- Provided data -
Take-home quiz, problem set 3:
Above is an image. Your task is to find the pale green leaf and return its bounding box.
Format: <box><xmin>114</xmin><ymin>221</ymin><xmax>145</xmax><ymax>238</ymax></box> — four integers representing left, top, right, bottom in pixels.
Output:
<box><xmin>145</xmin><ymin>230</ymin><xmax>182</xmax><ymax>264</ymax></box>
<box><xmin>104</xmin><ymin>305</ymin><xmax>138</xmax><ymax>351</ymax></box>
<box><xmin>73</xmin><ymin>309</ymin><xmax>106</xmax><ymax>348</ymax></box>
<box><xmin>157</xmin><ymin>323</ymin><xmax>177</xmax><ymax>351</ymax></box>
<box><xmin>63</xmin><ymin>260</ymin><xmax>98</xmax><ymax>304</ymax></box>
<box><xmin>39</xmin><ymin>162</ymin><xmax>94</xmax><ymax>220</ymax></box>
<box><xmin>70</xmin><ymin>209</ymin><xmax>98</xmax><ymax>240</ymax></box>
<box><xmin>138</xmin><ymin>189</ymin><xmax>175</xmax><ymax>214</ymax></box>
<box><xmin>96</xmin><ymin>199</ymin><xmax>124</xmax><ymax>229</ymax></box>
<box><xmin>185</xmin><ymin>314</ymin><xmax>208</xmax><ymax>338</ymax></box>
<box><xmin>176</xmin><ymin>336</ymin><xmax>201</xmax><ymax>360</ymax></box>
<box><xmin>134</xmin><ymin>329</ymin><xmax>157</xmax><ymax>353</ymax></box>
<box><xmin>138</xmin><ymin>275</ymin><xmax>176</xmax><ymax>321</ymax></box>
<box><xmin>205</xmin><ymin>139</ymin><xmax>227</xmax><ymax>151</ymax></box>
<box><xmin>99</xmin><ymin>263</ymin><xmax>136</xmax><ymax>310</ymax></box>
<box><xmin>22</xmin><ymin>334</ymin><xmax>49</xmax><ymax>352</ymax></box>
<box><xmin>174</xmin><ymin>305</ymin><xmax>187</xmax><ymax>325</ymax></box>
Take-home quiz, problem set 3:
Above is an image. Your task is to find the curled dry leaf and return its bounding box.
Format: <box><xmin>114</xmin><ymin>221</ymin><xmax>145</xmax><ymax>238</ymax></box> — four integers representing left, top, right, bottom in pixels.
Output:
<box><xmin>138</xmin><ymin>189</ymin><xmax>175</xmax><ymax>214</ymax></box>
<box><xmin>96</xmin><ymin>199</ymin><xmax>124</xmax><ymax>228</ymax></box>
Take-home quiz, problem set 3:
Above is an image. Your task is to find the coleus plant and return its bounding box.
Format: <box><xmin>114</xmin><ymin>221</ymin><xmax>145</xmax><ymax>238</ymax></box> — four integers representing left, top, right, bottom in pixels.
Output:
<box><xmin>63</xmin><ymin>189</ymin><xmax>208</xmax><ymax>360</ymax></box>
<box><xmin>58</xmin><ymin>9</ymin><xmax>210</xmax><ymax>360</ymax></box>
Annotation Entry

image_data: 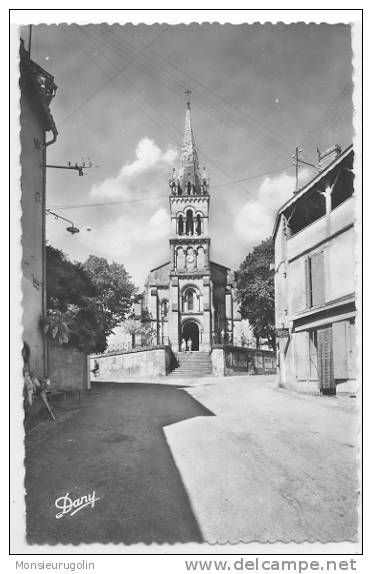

- To do -
Count the lines of the records above that contain the word "return", and reply with that number alone.

- Exercise result -
3